Set task: Put every line of the listing below into a Markdown table with the columns "Row" and "Line," numbering each row and omitting blank lines. Leave the pictures out of the table.

====== Rows ======

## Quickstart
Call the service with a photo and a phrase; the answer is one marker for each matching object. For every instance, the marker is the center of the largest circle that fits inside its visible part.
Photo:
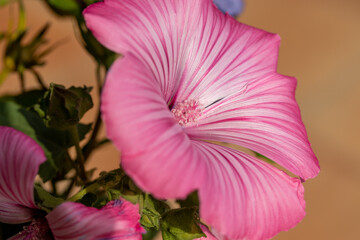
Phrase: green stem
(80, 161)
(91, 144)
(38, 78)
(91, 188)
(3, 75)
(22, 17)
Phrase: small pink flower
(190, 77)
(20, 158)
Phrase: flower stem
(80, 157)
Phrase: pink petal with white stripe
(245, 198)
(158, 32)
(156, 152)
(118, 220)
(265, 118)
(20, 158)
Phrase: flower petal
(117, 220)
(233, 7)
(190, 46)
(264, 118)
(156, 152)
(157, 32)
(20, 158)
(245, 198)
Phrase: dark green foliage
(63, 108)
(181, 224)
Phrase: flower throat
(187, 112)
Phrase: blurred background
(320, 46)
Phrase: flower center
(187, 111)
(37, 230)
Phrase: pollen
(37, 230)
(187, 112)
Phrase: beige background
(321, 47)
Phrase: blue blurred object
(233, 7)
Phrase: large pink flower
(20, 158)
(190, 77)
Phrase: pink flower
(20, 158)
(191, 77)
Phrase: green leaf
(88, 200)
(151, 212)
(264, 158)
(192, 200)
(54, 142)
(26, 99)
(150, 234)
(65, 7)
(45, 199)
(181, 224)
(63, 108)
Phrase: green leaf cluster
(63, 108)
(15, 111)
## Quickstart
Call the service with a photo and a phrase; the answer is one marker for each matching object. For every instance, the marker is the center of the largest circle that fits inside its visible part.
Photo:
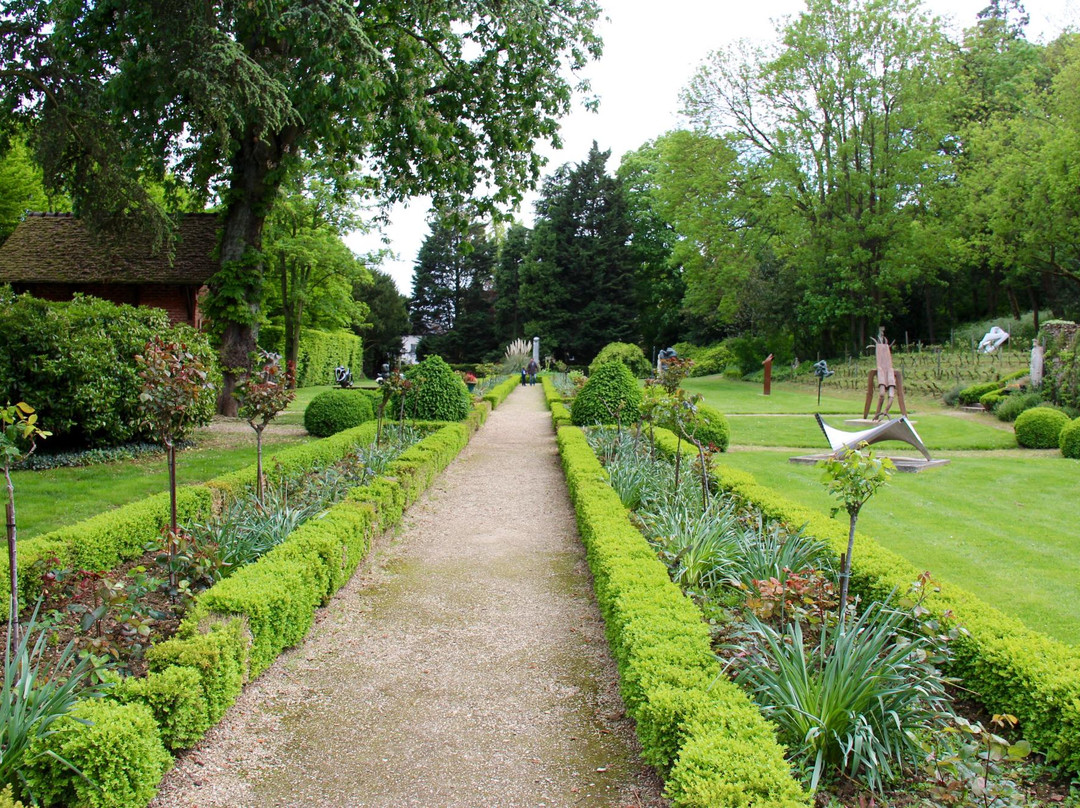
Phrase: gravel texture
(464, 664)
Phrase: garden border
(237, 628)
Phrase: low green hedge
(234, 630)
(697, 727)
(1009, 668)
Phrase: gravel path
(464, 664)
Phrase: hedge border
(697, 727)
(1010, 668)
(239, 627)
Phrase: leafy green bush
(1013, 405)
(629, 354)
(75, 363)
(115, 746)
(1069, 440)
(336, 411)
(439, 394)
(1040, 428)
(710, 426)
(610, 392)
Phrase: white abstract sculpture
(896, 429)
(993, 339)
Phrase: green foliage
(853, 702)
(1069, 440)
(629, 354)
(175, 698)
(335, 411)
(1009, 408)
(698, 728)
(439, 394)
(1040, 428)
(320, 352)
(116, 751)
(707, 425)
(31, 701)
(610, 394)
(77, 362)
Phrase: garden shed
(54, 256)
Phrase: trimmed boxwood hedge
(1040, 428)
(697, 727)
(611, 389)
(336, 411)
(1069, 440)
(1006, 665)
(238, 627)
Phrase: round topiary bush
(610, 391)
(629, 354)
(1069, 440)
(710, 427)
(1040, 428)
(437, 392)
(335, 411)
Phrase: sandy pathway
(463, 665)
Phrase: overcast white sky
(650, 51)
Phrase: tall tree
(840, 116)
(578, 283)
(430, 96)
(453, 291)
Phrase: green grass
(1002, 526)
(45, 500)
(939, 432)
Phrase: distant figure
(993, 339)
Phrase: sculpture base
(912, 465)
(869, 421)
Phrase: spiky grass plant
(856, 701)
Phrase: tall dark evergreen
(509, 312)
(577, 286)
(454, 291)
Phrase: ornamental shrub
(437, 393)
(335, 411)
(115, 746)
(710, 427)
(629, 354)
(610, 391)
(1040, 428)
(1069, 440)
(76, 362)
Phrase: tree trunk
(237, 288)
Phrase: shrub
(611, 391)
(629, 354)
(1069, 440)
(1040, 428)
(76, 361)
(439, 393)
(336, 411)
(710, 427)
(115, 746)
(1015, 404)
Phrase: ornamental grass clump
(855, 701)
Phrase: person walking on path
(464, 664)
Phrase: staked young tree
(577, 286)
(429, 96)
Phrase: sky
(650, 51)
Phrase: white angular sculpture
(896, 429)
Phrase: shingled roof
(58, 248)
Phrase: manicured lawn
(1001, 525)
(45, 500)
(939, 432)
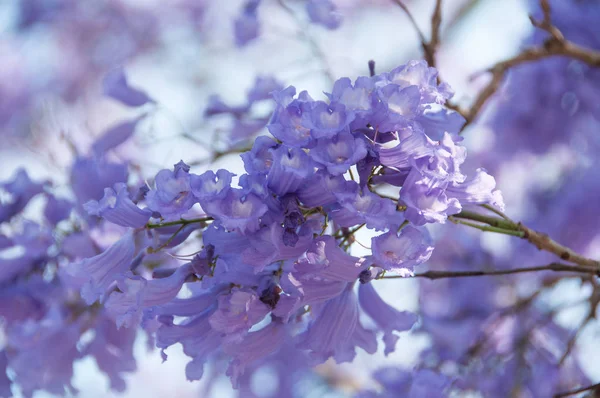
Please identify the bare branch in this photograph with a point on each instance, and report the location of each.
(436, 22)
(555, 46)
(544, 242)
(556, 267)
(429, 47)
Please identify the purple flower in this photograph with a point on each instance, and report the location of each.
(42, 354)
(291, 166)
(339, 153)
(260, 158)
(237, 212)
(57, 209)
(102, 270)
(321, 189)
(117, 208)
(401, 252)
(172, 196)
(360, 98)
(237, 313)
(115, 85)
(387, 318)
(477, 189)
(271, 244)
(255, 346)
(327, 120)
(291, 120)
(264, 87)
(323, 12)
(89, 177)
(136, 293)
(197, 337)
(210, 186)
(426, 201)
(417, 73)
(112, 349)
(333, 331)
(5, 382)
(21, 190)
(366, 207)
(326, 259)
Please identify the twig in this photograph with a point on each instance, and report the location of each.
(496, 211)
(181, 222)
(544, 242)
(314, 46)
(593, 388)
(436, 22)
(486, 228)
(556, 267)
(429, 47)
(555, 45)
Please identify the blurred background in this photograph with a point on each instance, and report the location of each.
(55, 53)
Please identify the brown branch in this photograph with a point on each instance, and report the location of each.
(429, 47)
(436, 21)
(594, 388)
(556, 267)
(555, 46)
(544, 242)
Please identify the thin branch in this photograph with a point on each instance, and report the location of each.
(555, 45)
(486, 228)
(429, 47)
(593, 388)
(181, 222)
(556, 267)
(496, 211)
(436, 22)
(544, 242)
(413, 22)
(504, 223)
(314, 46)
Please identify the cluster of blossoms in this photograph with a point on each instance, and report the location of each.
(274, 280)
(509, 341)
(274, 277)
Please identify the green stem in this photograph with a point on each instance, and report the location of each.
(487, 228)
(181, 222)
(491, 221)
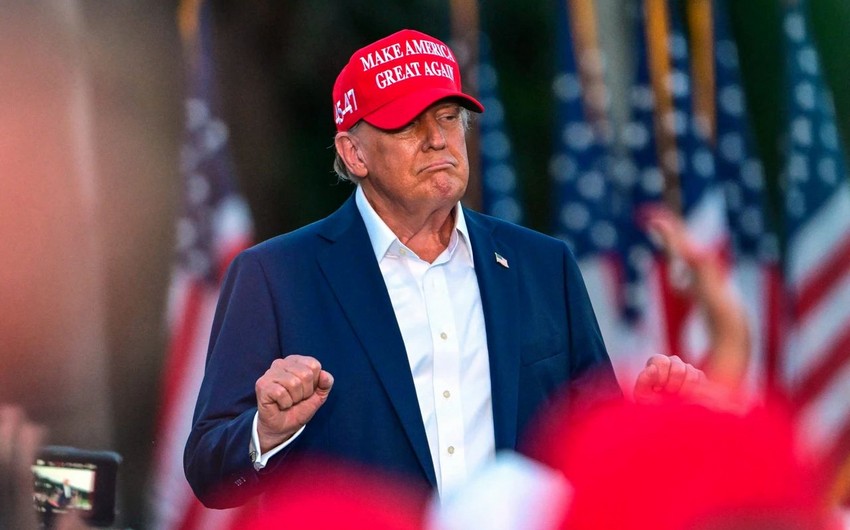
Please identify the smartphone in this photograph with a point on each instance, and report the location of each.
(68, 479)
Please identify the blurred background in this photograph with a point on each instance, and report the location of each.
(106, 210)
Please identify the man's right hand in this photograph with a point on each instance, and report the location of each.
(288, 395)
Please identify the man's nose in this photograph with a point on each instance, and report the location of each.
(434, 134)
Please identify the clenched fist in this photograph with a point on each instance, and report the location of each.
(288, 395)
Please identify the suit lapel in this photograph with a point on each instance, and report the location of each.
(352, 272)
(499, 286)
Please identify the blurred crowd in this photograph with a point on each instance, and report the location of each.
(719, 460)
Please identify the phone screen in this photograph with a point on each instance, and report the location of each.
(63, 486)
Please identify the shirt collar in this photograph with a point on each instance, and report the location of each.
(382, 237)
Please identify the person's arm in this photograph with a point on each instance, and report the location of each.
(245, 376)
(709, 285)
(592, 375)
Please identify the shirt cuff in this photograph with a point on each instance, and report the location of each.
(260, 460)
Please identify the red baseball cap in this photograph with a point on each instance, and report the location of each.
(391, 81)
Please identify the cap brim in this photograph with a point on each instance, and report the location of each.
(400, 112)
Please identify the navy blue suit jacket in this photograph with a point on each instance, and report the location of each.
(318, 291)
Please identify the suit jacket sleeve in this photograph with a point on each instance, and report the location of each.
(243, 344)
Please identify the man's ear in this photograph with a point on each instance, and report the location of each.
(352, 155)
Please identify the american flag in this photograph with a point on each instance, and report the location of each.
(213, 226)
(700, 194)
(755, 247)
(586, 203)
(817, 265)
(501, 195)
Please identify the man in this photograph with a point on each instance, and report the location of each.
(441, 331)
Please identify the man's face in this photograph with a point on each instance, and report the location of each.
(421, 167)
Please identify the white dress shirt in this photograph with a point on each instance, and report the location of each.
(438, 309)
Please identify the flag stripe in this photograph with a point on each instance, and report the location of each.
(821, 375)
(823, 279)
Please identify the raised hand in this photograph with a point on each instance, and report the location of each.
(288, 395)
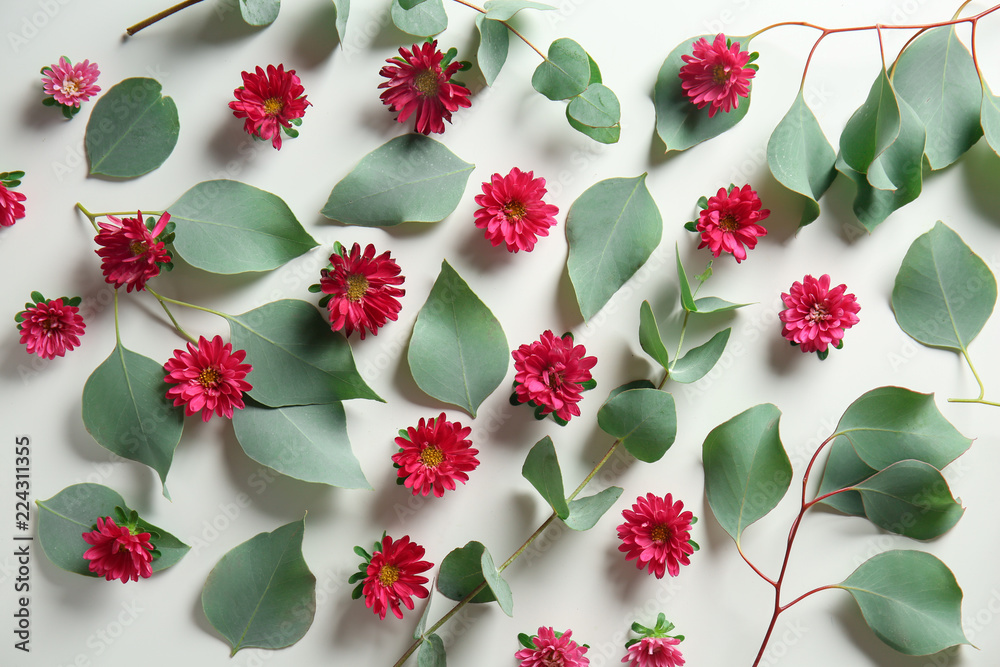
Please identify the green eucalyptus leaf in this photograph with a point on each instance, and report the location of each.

======

Reply to the task:
| Row | Line |
|---|---|
| 1 | ## Quickstart |
| 2 | Call the service with a photo and a phrase; the answer is one marker for each matching object. For every instance, the marker is the center of the largest circle that fits inside its visible part. |
| 3 | Photo: |
| 4 | Phrase: green stem |
| 5 | (80, 161) |
| 6 | (91, 144) |
| 7 | (38, 78) |
| 8 | (91, 188) |
| 9 | (3, 75) |
| 10 | (22, 17) |
| 11 | Phrase: small pink flower |
| 12 | (190, 77) |
| 13 | (20, 158) |
| 14 | Phrase: flower stem |
| 15 | (80, 157) |
| 16 | Phrase: pink petal with white stripe |
| 17 | (245, 198) |
| 18 | (158, 32) |
| 19 | (156, 152) |
| 20 | (118, 220) |
| 21 | (265, 118) |
| 22 | (20, 158) |
| 23 | Phrase: flower petal |
| 24 | (117, 220) |
| 25 | (233, 7) |
| 26 | (190, 46) |
| 27 | (264, 118) |
| 28 | (156, 152) |
| 29 | (157, 32) |
| 30 | (20, 158) |
| 31 | (245, 198) |
| 32 | Phrase: dark green foliage |
| 33 | (63, 108) |
| 34 | (181, 224) |
| 35 | Phrase: flower throat |
| 36 | (187, 112) |
| 37 | Phrase: blurred background |
| 38 | (320, 46) |
| 39 | Phrase: flower center |
| 40 | (187, 111) |
| 41 | (37, 230) |
| 42 | Phrase: pollen |
| 43 | (37, 230) |
| 44 | (187, 112) |
| 45 | Phrase: beige background |
| 46 | (321, 47) |
| 47 | Phrase: blue blurred object |
| 48 | (233, 7) |
| 49 | Phrase: large pink flower |
| 50 | (20, 158) |
| 51 | (190, 77) |
| 52 | Phrase: pink flower |
| 53 | (20, 158) |
| 54 | (191, 77) |
| 55 | Phrase: green leaf |
| 56 | (88, 200) |
| 57 | (151, 212) |
| 58 | (264, 158) |
| 59 | (192, 200) |
| 60 | (54, 142) |
| 61 | (26, 99) |
| 62 | (150, 234) |
| 63 | (65, 7) |
| 64 | (45, 199) |
| 65 | (181, 224) |
| 66 | (63, 108) |
| 67 | Phrase: green leaf cluster |
| 68 | (63, 108) |
| 69 | (15, 111) |
| 70 | ## Quickstart |
| 71 | Call the service with a photo and a phrase; the answer is one marker for each matching object. For every instance, the marker is the center of the largest circle that fits inside its visible part. |
| 72 | Photo: |
| 73 | Phrase: gravel texture |
| 74 | (464, 664) |
| 75 | Phrase: garden border |
| 76 | (237, 628) |
| 77 | Phrase: low green hedge |
| 78 | (234, 630) |
| 79 | (697, 727) |
| 80 | (1009, 668) |
| 81 | Phrase: gravel path |
| 82 | (464, 664) |
| 83 | Phrase: hedge border |
| 84 | (697, 727) |
| 85 | (1010, 668) |
| 86 | (239, 627) |
| 87 | Phrase: leafy green bush |
| 88 | (1013, 405) |
| 89 | (629, 354) |
| 90 | (75, 363) |
| 91 | (115, 746) |
| 92 | (1069, 440) |
| 93 | (336, 411) |
| 94 | (439, 394) |
| 95 | (1040, 428) |
| 96 | (710, 426) |
| 97 | (610, 392) |
| 98 | Phrase: white abstract sculpture |
| 99 | (896, 429) |
| 100 | (993, 339) |
| 101 | Phrase: green foliage |
| 102 | (853, 702) |
| 103 | (1069, 440) |
| 104 | (629, 354) |
| 105 | (175, 698) |
| 106 | (335, 411) |
| 107 | (1009, 408) |
| 108 | (698, 728) |
| 109 | (439, 394) |
| 110 | (1040, 428) |
| 111 | (320, 352) |
| 112 | (116, 751) |
| 113 | (707, 425) |
| 114 | (31, 701) |
| 115 | (610, 394) |
| 116 | (77, 362) |
| 117 | Phrase: garden shed |
| 118 | (54, 256) |
| 119 | Phrase: trimmed boxwood hedge |
| 120 | (1040, 428) |
| 121 | (697, 727) |
| 122 | (611, 389) |
| 123 | (336, 411) |
| 124 | (1069, 440) |
| 125 | (1006, 665) |
| 126 | (238, 627) |
| 127 | Phrase: round topiary bush |
| 128 | (610, 391) |
| 129 | (629, 354) |
| 130 | (1069, 440) |
| 131 | (710, 427) |
| 132 | (1040, 428) |
| 133 | (437, 392) |
| 134 | (335, 411) |
| 135 | Phrase: sandy pathway |
| 136 | (463, 665) |
| 137 | Phrase: overcast white sky |
| 138 | (650, 51) |
| 139 | Phrase: tall tree |
| 140 | (840, 116) |
| 141 | (578, 283) |
| 142 | (430, 96) |
| 143 | (453, 291) |
| 144 | Phrase: green grass |
| 145 | (1002, 526) |
| 146 | (45, 500) |
| 147 | (939, 432) |
| 148 | Phrase: distant figure |
| 149 | (993, 339) |
| 150 | Phrase: sculpture base |
| 151 | (912, 465) |
| 152 | (869, 421) |
| 153 | Phrase: spiky grass plant |
| 154 | (856, 701) |
| 155 | Phrase: tall dark evergreen |
| 156 | (509, 312) |
| 157 | (577, 286) |
| 158 | (454, 291) |
| 159 | Phrase: ornamental shrub |
| 160 | (437, 393) |
| 161 | (335, 411) |
| 162 | (115, 746) |
| 163 | (710, 427) |
| 164 | (629, 354) |
| 165 | (610, 391) |
| 166 | (1040, 428) |
| 167 | (1069, 440) |
| 168 | (76, 362) |
| 169 | Phrase: tree trunk |
| 170 | (237, 288) |
| 171 | Phrase: shrub |
| 172 | (611, 391) |
| 173 | (629, 354) |
| 174 | (1069, 440) |
| 175 | (1040, 428) |
| 176 | (76, 361) |
| 177 | (439, 393) |
| 178 | (336, 411) |
| 179 | (710, 427) |
| 180 | (115, 746) |
| 181 | (1015, 404) |
| 182 | Phrase: ornamental grass clump |
| 183 | (855, 701) |
| 184 | Phrase: person walking on path |
| 185 | (464, 664) |
| 186 | Phrase: staked young tree |
| 187 | (577, 286) |
| 188 | (429, 96) |
| 189 | Phrase: sky |
| 190 | (650, 51) |
| 191 | Phrase: white angular sculpture |
| 192 | (896, 429) |
| 193 | Phrase: shingled roof |
| 194 | (58, 248) |
| 195 | Phrase: manicured lawn |
| 196 | (1001, 525) |
| 197 | (45, 500) |
| 198 | (939, 432) |
| 199 | Please identify the bare branch in this photograph with a point on each instance, and report the location of each. |
| 200 | (436, 22) |
| 201 | (555, 46) |
| 202 | (544, 242) |
| 203 | (556, 267) |
| 204 | (429, 47) |
| 205 | Please identify the purple flower in this photograph with a point on each instance, and report the location of each. |
| 206 | (42, 354) |
| 207 | (291, 166) |
| 208 | (339, 153) |
| 209 | (260, 158) |
| 210 | (237, 212) |
| 211 | (57, 209) |
| 212 | (102, 270) |
| 213 | (321, 189) |
| 214 | (117, 208) |
| 215 | (401, 252) |
| 216 | (172, 196) |
| 217 | (360, 98) |
| 218 | (237, 313) |
| 219 | (115, 85) |
| 220 | (387, 318) |
| 221 | (477, 189) |
| 222 | (271, 244) |
| 223 | (255, 346) |
| 224 | (327, 120) |
| 225 | (291, 120) |
| 226 | (264, 87) |
| 227 | (323, 12) |
| 228 | (89, 177) |
| 229 | (136, 293) |
| 230 | (197, 337) |
| 231 | (210, 186) |
| 232 | (426, 201) |
| 233 | (417, 73) |
| 234 | (112, 349) |
| 235 | (333, 331) |
| 236 | (5, 382) |
| 237 | (21, 190) |
| 238 | (366, 207) |
| 239 | (326, 259) |
| 240 | Please identify the twig in this photograph with a point on each instance, and report the location of each. |
| 241 | (496, 211) |
| 242 | (181, 222) |
| 243 | (544, 242) |
| 244 | (314, 46) |
| 245 | (593, 388) |
| 246 | (436, 22) |
| 247 | (486, 228) |
| 248 | (556, 267) |
| 249 | (429, 47) |
| 250 | (555, 45) |
| 251 | Please identify the blurred background in this photograph with a point on each instance, and report the location of each. |
| 252 | (55, 53) |
| 253 | Please identify the brown branch in this photograph with a point on each instance, and report the location of each. |
| 254 | (429, 47) |
| 255 | (436, 21) |
| 256 | (594, 388) |
| 257 | (556, 267) |
| 258 | (555, 46) |
| 259 | (544, 242) |
| 260 | Please identify the thin branch in this photograph with a point on each instance, and report the location of each. |
| 261 | (555, 45) |
| 262 | (486, 228) |
| 263 | (429, 47) |
| 264 | (593, 388) |
| 265 | (181, 222) |
| 266 | (556, 267) |
| 267 | (496, 211) |
| 268 | (436, 22) |
| 269 | (544, 242) |
| 270 | (413, 22) |
| 271 | (504, 223) |
| 272 | (314, 46) |
| 273 | Please identify the cluster of blossoms in this photograph with a point on each instance, and report the location of each. |
| 274 | (274, 280) |
| 275 | (509, 341) |
| 276 | (274, 277) |
| 277 | Please identify the green stem in this photograph with a point on each instance, and report the location of each. |
| 278 | (487, 228) |
| 279 | (181, 222) |
| 280 | (491, 221) |
| 281 | Please identify the smartphone in this photograph with a point on each instance, and report the location of each. |
| 282 | (68, 479) |
| 283 | Please identify the blurred background in this photograph with a point on each instance, and report the location of each. |
| 284 | (106, 210) |
| 285 | Please identify the man's right hand in this photograph with a point on each instance, and report the location of each. |
| 286 | (288, 395) |
| 287 | Please identify the man's nose in this photograph with a point on each instance, and report the location of each. |
| 288 | (434, 134) |
| 289 | Please identify the clenched fist in this photograph with a point on each instance, and report the location of each. |
| 290 | (288, 395) |
| 291 | Please identify the suit lapel in this photograph with a point on each instance, and report the location of each. |
| 292 | (352, 272) |
| 293 | (499, 286) |
| 294 | Please identify the blurred crowd in this photograph with a point on each instance, and report the location of each. |
| 295 | (719, 460) |
| 296 | Please identify the phone screen in this photograph with a point on each instance, and report the location of each. |
| 297 | (63, 486) |
| 298 | Please identify the shirt collar in this photograph with a point on each instance, and report the location of each. |
| 299 | (382, 237) |
| 300 | Please identify the person's arm in this photograph with a point on each instance, and report the location of each. |
| 301 | (245, 376) |
| 302 | (709, 285) |
| 303 | (592, 375) |
| 304 | Please identify the shirt cuff in this photograph with a point on each instance, and report the location of each. |
| 305 | (260, 460) |
| 306 | Please identify the red baseball cap in this photograph with a point on each instance, and report the location of each. |
| 307 | (391, 81) |
| 308 | Please identify the cap brim in this photograph with a point on each instance, and report the location of each. |
| 309 | (400, 112) |
| 310 | Please identify the navy blue suit jacket in this photograph with a point on each instance, and report the location of each. |
| 311 | (318, 291) |
| 312 | Please identify the suit jacket sleeve in this photograph with a point on each instance, and report the location of each. |
| 313 | (243, 344) |
| 314 | Please identify the man's ear in this photograph with a point on each instance, and report the location of each. |
| 315 | (352, 155) |
| 316 | Please identify the american flag in this photograph with a point on each instance, and report the location of each. |
| 317 | (213, 226) |
| 318 | (700, 194) |
| 319 | (755, 247) |
| 320 | (586, 203) |
| 321 | (817, 265) |
| 322 | (501, 195) |
| 323 | Please identify the man in this photograph with a point on each instance, and report the location of each. |
| 324 | (441, 331) |
| 325 | Please identify the man's face in this photograph with a point on each instance, and report the location of each. |
| 326 | (421, 167) |
| 327 | Please identify the white dress shirt in this photograph with a point on each instance, and report the location of each. |
| 328 | (438, 309) |
| 329 | Please identify the flag stripe in this photograph with a point on each instance, and report the location of each. |
| 330 | (821, 375) |
| 331 | (823, 279) |
| 332 | Please identify the raised hand in this photograph with a point on each instance, and report the location of each. |
| 333 | (288, 395) |
| 334 | Please identify the green eucalyptus leaf in this photograph with a point on each instance, and report the location of each. |